PROBLEM TO SOLVE:
Quote every line below exactly and skip any picture.

Point placement records:
╭──
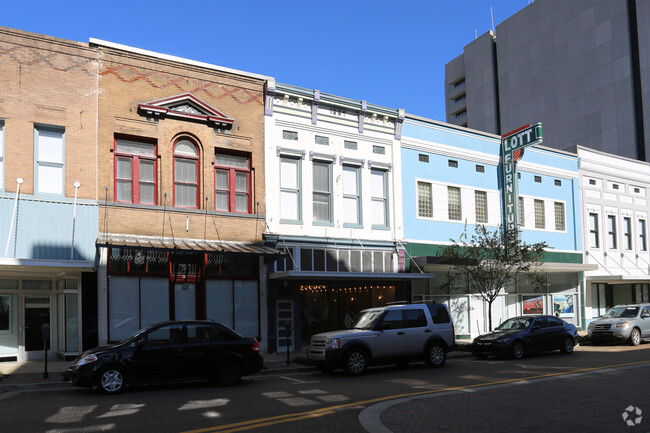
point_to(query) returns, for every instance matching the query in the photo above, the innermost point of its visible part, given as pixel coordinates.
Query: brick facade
(48, 81)
(127, 79)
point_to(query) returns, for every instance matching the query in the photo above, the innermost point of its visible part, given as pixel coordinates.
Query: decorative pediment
(186, 107)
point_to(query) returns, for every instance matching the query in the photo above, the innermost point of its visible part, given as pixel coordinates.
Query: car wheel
(635, 337)
(356, 362)
(325, 369)
(518, 349)
(111, 380)
(229, 372)
(435, 355)
(567, 345)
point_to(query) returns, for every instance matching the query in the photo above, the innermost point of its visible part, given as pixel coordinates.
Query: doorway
(37, 324)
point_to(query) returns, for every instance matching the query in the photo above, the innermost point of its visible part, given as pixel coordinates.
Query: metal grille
(540, 223)
(453, 200)
(425, 206)
(480, 198)
(559, 216)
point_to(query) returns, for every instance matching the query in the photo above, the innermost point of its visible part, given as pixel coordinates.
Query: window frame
(324, 193)
(357, 197)
(135, 170)
(484, 207)
(232, 182)
(2, 154)
(627, 233)
(297, 191)
(452, 207)
(197, 161)
(558, 205)
(420, 205)
(384, 200)
(38, 164)
(540, 217)
(594, 229)
(643, 239)
(612, 242)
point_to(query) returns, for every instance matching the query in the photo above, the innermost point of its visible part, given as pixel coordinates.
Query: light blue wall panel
(43, 229)
(438, 170)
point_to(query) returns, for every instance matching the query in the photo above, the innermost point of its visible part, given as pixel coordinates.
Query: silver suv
(624, 322)
(394, 333)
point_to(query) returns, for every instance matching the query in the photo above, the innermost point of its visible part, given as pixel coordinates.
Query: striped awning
(114, 240)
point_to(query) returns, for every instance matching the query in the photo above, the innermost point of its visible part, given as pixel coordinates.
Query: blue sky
(389, 53)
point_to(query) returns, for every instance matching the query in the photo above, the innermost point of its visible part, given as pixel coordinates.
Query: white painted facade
(337, 122)
(615, 195)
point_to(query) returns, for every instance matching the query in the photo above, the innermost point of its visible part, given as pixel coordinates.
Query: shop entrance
(37, 316)
(325, 307)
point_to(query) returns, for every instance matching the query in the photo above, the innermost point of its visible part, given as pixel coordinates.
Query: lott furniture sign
(512, 149)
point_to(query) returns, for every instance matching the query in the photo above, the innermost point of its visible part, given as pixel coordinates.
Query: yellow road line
(279, 419)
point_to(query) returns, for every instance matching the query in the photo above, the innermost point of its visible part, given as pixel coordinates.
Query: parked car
(168, 351)
(621, 323)
(394, 333)
(519, 336)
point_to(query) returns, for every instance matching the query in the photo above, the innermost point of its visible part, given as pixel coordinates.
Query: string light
(313, 289)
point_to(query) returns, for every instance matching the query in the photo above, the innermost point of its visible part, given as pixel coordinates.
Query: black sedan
(168, 351)
(527, 334)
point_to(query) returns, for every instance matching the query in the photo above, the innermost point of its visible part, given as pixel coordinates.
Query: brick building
(48, 208)
(181, 192)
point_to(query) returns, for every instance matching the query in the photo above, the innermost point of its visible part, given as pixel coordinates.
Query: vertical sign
(512, 149)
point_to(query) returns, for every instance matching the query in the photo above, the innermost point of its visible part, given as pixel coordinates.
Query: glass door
(37, 326)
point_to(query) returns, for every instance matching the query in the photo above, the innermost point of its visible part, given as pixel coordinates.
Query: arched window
(186, 174)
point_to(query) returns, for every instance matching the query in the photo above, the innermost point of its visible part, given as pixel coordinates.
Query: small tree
(491, 259)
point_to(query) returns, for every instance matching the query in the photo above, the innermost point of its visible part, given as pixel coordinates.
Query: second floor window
(379, 197)
(49, 151)
(559, 216)
(480, 200)
(186, 174)
(594, 231)
(425, 200)
(455, 211)
(627, 232)
(135, 171)
(611, 232)
(290, 189)
(540, 220)
(232, 183)
(351, 195)
(643, 246)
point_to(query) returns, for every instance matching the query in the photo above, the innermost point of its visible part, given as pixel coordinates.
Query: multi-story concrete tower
(580, 68)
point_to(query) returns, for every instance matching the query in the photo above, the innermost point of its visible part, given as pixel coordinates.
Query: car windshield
(622, 312)
(515, 323)
(366, 319)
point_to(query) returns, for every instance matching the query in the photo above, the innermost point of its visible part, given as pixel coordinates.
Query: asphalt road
(588, 391)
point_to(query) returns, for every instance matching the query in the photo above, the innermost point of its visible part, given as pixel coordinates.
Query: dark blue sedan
(519, 336)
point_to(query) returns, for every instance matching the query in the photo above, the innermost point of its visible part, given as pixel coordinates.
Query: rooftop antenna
(492, 17)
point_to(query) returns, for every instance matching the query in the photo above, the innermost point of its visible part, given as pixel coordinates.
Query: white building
(334, 205)
(614, 195)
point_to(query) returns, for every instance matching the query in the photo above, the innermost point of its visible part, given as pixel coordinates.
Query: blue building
(451, 181)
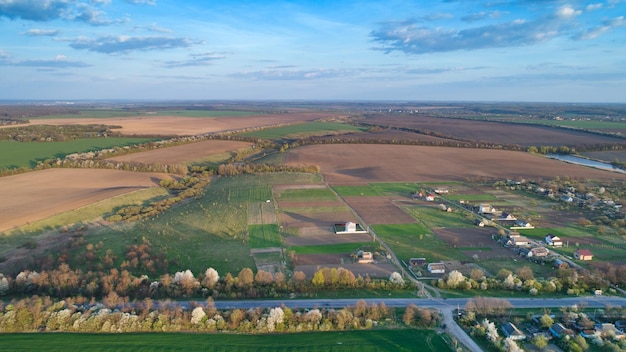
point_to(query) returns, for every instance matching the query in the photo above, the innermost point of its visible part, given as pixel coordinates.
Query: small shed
(583, 254)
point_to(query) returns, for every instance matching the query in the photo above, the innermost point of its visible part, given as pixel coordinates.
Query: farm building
(349, 227)
(583, 254)
(538, 252)
(365, 257)
(436, 268)
(486, 209)
(417, 261)
(511, 331)
(553, 240)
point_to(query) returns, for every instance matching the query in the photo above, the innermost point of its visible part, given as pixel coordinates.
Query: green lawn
(308, 195)
(348, 341)
(211, 231)
(26, 154)
(434, 217)
(333, 248)
(310, 128)
(264, 236)
(355, 191)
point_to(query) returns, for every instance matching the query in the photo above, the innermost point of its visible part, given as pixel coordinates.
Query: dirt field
(185, 126)
(362, 163)
(477, 237)
(379, 210)
(322, 236)
(184, 153)
(38, 195)
(493, 132)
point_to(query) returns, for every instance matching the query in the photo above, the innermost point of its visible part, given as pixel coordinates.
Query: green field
(348, 341)
(433, 217)
(98, 114)
(333, 248)
(377, 189)
(308, 195)
(356, 191)
(211, 231)
(20, 154)
(264, 236)
(416, 240)
(305, 129)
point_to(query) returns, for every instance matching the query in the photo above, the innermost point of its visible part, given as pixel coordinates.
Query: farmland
(26, 154)
(357, 341)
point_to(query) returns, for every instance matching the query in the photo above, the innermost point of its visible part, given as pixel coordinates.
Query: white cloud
(124, 44)
(567, 12)
(42, 32)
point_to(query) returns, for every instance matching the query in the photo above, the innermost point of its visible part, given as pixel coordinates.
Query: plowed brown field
(38, 195)
(185, 126)
(184, 153)
(364, 163)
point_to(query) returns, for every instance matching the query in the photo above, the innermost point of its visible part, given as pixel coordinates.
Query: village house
(365, 257)
(417, 261)
(553, 240)
(511, 331)
(583, 254)
(486, 209)
(436, 268)
(558, 330)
╰──
ANSWER BELOW:
point_to(query) returns, for every instance matching the query in the photo above, the innermost point of its visible part, given as pixel coordinates.
Query: brick facade
(48, 81)
(127, 79)
point_to(query) returns, for every instance matching the query in the photo above, the innermost point of its visible part, given as pixel coordinates.
Query: decorative pediment
(186, 107)
point_to(query) returns, for every instance matching the query in the photo above, the innermost point of its visible part, given as pixel coordinates.
Query: car wheel
(635, 337)
(356, 362)
(325, 369)
(518, 349)
(111, 380)
(229, 372)
(435, 355)
(567, 345)
point_to(query) returns, for every instance matching the query in the photo above, the innermost point of its visible part, given as pixel coordinates.
Query: doorway
(37, 324)
point_to(query) returns, for every instance matching the query in the photo above, the innermost point of its visible part, given as pixel coordinates.
Query: metal grille
(540, 223)
(453, 200)
(425, 206)
(480, 198)
(559, 216)
point_to(query) returns, for every instance matching the query in the photo above, the innermost point of its visible part, given as pixel coordinates.
Query: window frame
(324, 193)
(357, 197)
(135, 170)
(484, 207)
(232, 182)
(2, 154)
(627, 233)
(297, 191)
(452, 207)
(197, 161)
(558, 205)
(420, 205)
(384, 200)
(38, 164)
(540, 217)
(594, 229)
(643, 239)
(612, 242)
point_to(query) returns, for every instance matching the query in the photo above, the innermost point of its visible part, given as pixel coordinates.
Query: light blue wall panel
(43, 229)
(438, 170)
point_to(query) returns, for every instance matching the query in the photo above, the innermost point of its visible part, given as pixel coordinates.
Query: silver suv
(624, 322)
(394, 333)
point_to(query) returns, for every instance matching the query in the photo above, the innermost point of its visible part, given as pixel coordinates.
Query: striped awning
(114, 240)
point_to(query) returns, for every instance matching the query in the photo above, the innermost point of its visible part, given as pixel coordinates.
Query: blue sky
(389, 53)
point_to(query) returns, for every instance matching the query in the photo above, the innermost point of its visible part, given as pixel coordinates.
Query: white painted facade
(337, 122)
(615, 195)
point_to(query) returns, for every instance matching the query in the photo above, the innermost point of its visible part, given as pixel coordinates.
Query: shop entrance
(37, 316)
(325, 307)
point_to(query) returns, for every instance matching the query in the photo above, the innermost point of its visible part, given as pixel coordinates.
Query: lott furniture sign
(512, 149)
point_to(query) returns, for every instance matching the query in the photo above, the innermost point of its visible part, given as pixel coordinates.
Query: yellow road line
(279, 419)
point_to(query) returns, for every instance matching the query in the photo above, the innermost point of its visible part, given as pixel coordinates.
Query: parked car
(168, 351)
(621, 323)
(394, 333)
(519, 336)
point_to(query) returns, for every instance matching the query in the photo above, the innermost point of its visible part, given as pixel coordinates.
Query: string light
(313, 289)
point_to(query) returns, for every instance matching the query in the photo above, the innermost point of its visible part, given as pixel coordinates.
Query: black sedan
(168, 351)
(527, 334)
point_to(query) returns, for every instance matching the query in the photo above, the innermost point of its visible part, given as pixel coordinates.
Query: brick building
(48, 208)
(181, 192)
point_to(query) returns, for every instance matching the query in the photo above, the innermost point of its visible part, given as pixel coordinates.
Query: vertical sign
(512, 149)
point_to(query) returns, for every instance matching the query in the photo above, the innermost point of its visible part, given as pixel coordinates.
Query: glass door
(37, 326)
point_to(query) returns, for every instance matching the query in the photo above, the innermost point of its visible part, given as pixel coordinates.
Query: arched window
(186, 174)
point_to(query) returns, for every instance matching the query in the photo above, the innermost point of its visible part, given as pixel coordinates.
Query: small tree
(491, 259)
point_to(query) returns, for every instance matching the query in the photo above, the innermost point of its visible part, given as pixel coordinates.
Query: second floor window
(379, 197)
(49, 151)
(559, 216)
(480, 200)
(186, 174)
(594, 231)
(425, 200)
(455, 211)
(627, 232)
(135, 171)
(611, 232)
(290, 189)
(540, 220)
(232, 183)
(351, 195)
(643, 246)
point_to(query) returns, for every instance matching the query in the photo above, the innermost point of its visible part, given as pixel coordinates.
Query: multi-story concrete tower
(580, 68)
point_to(query) returns, for every instance matching the query in the photo above, the innermost point of its visible part, given as pixel coordinates.
Query: car windshield
(622, 312)
(515, 323)
(366, 319)
point_to(query) returns, for every instance matching the query in the photo above, the innermost point of its visible part, given as pixel coordinates.
Query: asphalt road
(588, 391)
point_to(query) returns, for every instance matching the query in the photo above, the innermost point of its visible part, given as pixel coordinates.
Query: dark blue sedan
(519, 336)
point_to(query) returns, for every instance matching the query in the photo above, the innermost point of its visible part, given as pixel coordinates.
Query: rooftop antenna
(492, 17)
point_to(query) returns, for every instance matching the query in the photo above, the innermost point of its visible part, given as pixel coordinates.
Query: white building
(334, 205)
(614, 195)
point_to(query) returns, for every instance matching the query in the photo above, the innermost point of its visible part, given as pixel coordinates.
Query: blue building
(451, 181)
point_to(query) returns, for every instance matching the query in the photo above, the innermost point of its visible part, given as pixel coordinates.
Query: small shed
(583, 254)
point_to(query) returns, for every instance matching the query in the photo above, the innermost point of its visible part, given as pixel coordinates.
Query: farm building
(349, 227)
(583, 254)
(538, 252)
(365, 257)
(436, 268)
(486, 209)
(417, 261)
(511, 331)
(553, 240)
point_to(query) returns, for every instance matching the query in the photo above, the innermost point of its visible part, given as pixel coordinates.
Query: green lawn
(308, 195)
(348, 341)
(211, 231)
(26, 154)
(434, 217)
(333, 248)
(310, 128)
(264, 236)
(355, 191)
point_to(query) returns, for every instance matching the query in the photo above, the innermost point of its visible part, given as pixel coordinates.
Query: dirt field
(185, 126)
(362, 163)
(477, 237)
(379, 210)
(322, 236)
(184, 153)
(38, 195)
(493, 132)
point_to(query) returns, for every instance matching the query in the photo above, the innermost point of its visible part, given as pixel coordinates.
Query: green field
(348, 341)
(433, 217)
(98, 114)
(333, 248)
(377, 189)
(308, 195)
(356, 191)
(211, 231)
(20, 154)
(264, 236)
(416, 240)
(305, 129)
point_to(query) returns, for every instance matching the query in the photo above, the innermost point of its visible part, given as pixel coordinates.
Query: farmland
(26, 154)
(357, 341)
point_to(query) returns, for every instance matching the query in the photo above, the innermost point of its visible part, given as pixel coordinates.
Query: white cloud
(124, 44)
(567, 12)
(42, 32)
point_to(query) returns, for every instance matching the query in the photo above, the innermost point of its visible part, given as pixel coordinates.
Query: plowed brown field
(38, 195)
(185, 126)
(184, 153)
(364, 163)
point_to(query) returns, for every instance matching the query in the photo above, the innermost point of its visible part, given as pixel coordinates.
Query: village house
(365, 257)
(417, 261)
(553, 240)
(511, 331)
(583, 254)
(486, 209)
(436, 268)
(558, 330)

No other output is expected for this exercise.